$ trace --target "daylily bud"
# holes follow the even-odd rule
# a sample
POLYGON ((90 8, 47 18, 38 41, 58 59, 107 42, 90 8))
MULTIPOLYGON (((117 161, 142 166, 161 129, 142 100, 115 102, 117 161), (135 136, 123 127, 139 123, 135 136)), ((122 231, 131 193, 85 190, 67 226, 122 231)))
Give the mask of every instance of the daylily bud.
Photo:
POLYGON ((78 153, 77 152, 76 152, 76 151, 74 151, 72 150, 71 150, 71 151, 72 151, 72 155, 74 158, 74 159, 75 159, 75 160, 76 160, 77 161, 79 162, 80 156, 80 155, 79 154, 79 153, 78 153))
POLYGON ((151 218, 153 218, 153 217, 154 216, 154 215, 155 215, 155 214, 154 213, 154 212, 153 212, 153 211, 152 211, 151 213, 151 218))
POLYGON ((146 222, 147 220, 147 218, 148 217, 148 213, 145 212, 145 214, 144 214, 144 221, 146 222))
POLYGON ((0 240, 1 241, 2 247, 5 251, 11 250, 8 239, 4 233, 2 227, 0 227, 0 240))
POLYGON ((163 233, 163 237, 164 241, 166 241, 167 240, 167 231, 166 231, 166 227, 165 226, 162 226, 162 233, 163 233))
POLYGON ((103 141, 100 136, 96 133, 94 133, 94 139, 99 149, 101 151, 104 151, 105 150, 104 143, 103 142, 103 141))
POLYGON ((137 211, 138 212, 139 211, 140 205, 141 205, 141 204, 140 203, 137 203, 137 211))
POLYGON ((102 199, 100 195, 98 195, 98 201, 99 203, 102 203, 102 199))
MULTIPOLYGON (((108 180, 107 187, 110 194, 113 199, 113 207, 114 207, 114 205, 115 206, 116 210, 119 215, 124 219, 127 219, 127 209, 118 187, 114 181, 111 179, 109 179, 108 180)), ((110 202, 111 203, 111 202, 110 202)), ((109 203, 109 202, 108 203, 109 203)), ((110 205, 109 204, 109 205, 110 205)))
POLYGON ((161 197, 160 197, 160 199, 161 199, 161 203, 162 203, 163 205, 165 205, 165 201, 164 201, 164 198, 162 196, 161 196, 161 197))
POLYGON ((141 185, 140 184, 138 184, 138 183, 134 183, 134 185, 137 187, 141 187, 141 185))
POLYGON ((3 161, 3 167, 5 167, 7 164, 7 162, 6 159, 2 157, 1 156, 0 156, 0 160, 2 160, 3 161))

**Work instructions:**
Put the lines above into a Markdown table with the columns "Row" and "Line text", numbering each line and leaving out blank lines.

**Written reply:**
| Row | Line text |
|---|---|
| 1 | $ trace --target "daylily bud" |
| 2 | # holes follow the even-odd rule |
| 3 | # a sample |
| 4 | POLYGON ((90 8, 47 18, 38 41, 58 59, 107 42, 90 8)) |
| 5 | MULTIPOLYGON (((117 161, 142 166, 161 129, 142 100, 115 102, 117 161), (135 136, 123 127, 139 123, 135 136)), ((122 231, 131 193, 85 190, 67 226, 122 231))) |
| 6 | Give the mask of every instance of the daylily bud. |
| 7 | Photo: |
| 8 | POLYGON ((78 153, 77 152, 76 152, 76 151, 74 151, 72 150, 71 150, 71 151, 72 151, 72 155, 74 158, 74 159, 75 159, 75 160, 76 160, 77 161, 79 162, 80 156, 80 155, 79 154, 79 153, 78 153)) |
| 9 | POLYGON ((151 218, 153 218, 153 217, 154 216, 154 215, 155 215, 155 214, 154 213, 154 212, 153 212, 153 211, 152 211, 151 213, 151 218)) |
| 10 | POLYGON ((146 222, 147 220, 147 218, 148 217, 148 213, 145 212, 145 214, 144 214, 144 221, 146 222)) |
| 11 | POLYGON ((0 240, 1 241, 2 247, 5 251, 11 250, 8 239, 4 233, 2 227, 0 227, 0 240)) |
| 12 | POLYGON ((163 233, 163 237, 164 241, 166 241, 167 240, 167 231, 166 231, 166 227, 165 226, 162 226, 162 233, 163 233)) |
| 13 | POLYGON ((103 141, 100 136, 96 133, 94 133, 94 139, 99 149, 101 151, 104 151, 105 150, 104 143, 103 142, 103 141)) |
| 14 | POLYGON ((137 211, 138 212, 139 211, 140 205, 141 205, 141 204, 140 203, 137 203, 137 211)) |
| 15 | POLYGON ((102 199, 100 195, 98 195, 98 201, 99 203, 102 203, 102 199)) |
| 16 | MULTIPOLYGON (((108 180, 107 187, 110 194, 113 199, 113 207, 114 207, 114 205, 115 206, 116 210, 119 215, 124 219, 127 219, 127 209, 118 187, 114 181, 111 179, 109 179, 108 180)), ((110 202, 111 203, 111 202, 110 202)), ((109 203, 109 202, 108 203, 109 203)), ((110 205, 109 204, 109 205, 110 205))) |
| 17 | POLYGON ((161 197, 160 197, 160 199, 161 199, 161 203, 162 203, 163 205, 165 205, 165 201, 164 201, 164 198, 162 196, 161 196, 161 197)) |
| 18 | POLYGON ((141 185, 140 184, 138 184, 138 183, 134 183, 134 185, 137 187, 141 187, 141 185)) |
| 19 | POLYGON ((3 161, 3 167, 5 167, 7 164, 7 162, 6 159, 2 157, 1 156, 0 156, 0 160, 2 160, 3 161)) |